'''

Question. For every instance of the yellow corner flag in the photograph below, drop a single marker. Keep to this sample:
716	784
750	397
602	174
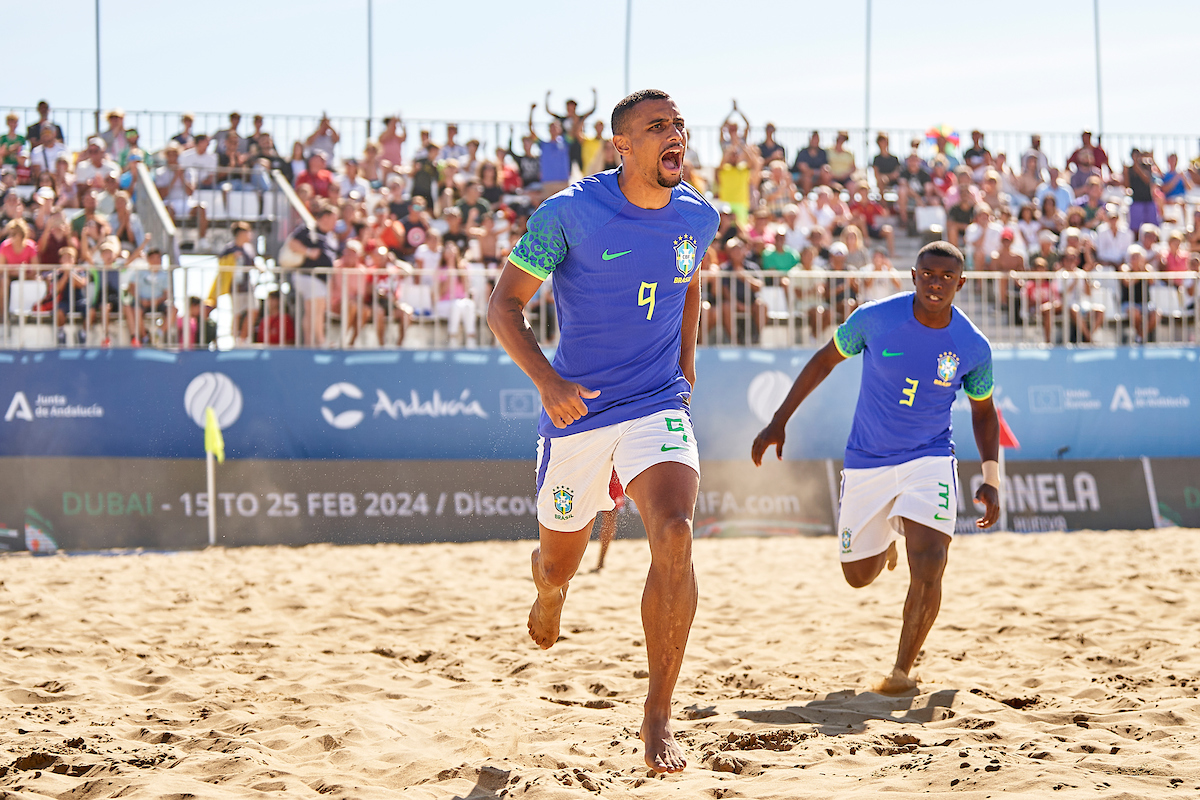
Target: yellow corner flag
214	441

'''

Brief | Print the material above line for line, with nothing changed, and leave out the picture.

Solution to the problem |
Question. For every instance of the yellow corner flag in the photograph below, drop a single marker. Keep to this sample:
716	784
750	397
602	174
Target: yellow corner flag
214	441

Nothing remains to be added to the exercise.